But it wasn’t because of breastfeeding.
On the day that picture was snapped, I was unknowingly running a dangerously high fever and even though my daughter was weeks old, I had already lost a ton of weight. I was hospitalized that night with a raging infection and then again, all before she was six weeks old and in combination with the fact that I was 22, the weight did fall off.
If I expected a repeat performance of the magically vanishing baby weight, however, with babies Nos. 2, 3, and 4, I was sorely mistaken.
On the contrary, I was shocked to discover that with my second and third babies, I struggled to lose any weight at all, despite regular exercise -- until I was completely done breastfeeding. It felt like my body stubbornly clung to each and every last fat molecule in my cells as if they were all that stood between my baby and a miserable, slow death by starvation.
And when I stopped to think about it, I realized that biologically speaking, maybe that was exactly what was going on. Why wouldn’t a woman’s body want to hold on to all the fat -- the quickest, most efficient energy source available -- it could while she was feeding another human being? Wouldn’t that make the most sense to ensure that both she and her baby got the nutrients they needed to survive back in our cave woman days?
I know all about the studies that say that breastfeeding moms lose more weight, but I’m calling science’s bluff on this one.
Maybe it has something to do with the fact that I am ravenously hungry when I’m breastfeeding, especially in those first few weeks (honestly, I don’t get pregnancy cravings, I get breastfeeding cravings), or the fact that I just have more energy to exercise when I’m done breastfeeding and my boobs can fit in a normal sports bra, but whatever it is, my truth is simple.

━━━━━━━━

To do: Can you write out the passage on breastfeeding and baby weight again, starting with "But it wasn’t" and going on through "did fall off.", swapping "infection" for "illness"?

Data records
━━━━━━━━

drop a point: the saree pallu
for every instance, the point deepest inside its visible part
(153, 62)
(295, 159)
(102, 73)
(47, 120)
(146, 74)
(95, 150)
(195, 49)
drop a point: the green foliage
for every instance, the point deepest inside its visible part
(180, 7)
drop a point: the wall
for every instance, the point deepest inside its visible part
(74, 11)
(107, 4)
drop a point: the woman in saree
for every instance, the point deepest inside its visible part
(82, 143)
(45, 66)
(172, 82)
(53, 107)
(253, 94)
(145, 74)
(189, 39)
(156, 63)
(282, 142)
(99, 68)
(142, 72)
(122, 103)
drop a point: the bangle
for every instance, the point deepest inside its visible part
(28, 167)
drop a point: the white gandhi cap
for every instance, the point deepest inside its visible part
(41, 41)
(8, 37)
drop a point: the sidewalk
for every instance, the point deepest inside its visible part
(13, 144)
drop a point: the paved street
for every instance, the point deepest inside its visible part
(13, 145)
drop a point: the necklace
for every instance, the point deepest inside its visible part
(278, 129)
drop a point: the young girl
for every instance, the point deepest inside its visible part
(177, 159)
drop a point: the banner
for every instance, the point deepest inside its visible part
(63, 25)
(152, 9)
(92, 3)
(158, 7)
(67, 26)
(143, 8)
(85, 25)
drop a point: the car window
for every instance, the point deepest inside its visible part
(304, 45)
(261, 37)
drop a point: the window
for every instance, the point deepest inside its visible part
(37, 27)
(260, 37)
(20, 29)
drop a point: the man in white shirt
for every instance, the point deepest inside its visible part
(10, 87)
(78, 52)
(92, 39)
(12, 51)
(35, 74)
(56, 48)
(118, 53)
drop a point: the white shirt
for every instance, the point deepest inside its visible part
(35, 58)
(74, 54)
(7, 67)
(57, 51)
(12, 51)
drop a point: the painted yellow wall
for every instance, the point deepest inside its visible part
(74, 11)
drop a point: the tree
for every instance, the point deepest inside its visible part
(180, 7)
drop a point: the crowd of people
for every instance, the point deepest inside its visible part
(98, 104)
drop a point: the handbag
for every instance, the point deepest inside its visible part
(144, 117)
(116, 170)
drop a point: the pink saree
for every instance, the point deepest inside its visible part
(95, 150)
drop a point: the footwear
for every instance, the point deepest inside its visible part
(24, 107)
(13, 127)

━━━━━━━━

Response for this exercise:
But it wasn’t because of breastfeeding.
On the day that picture was snapped, I was unknowingly running a dangerously high fever and even though my daughter was weeks old, I had already lost a ton of weight. I was hospitalized that night with a raging illness and then again, all before she was six weeks old and in combination with the fact that I was 22, the weight did fall off.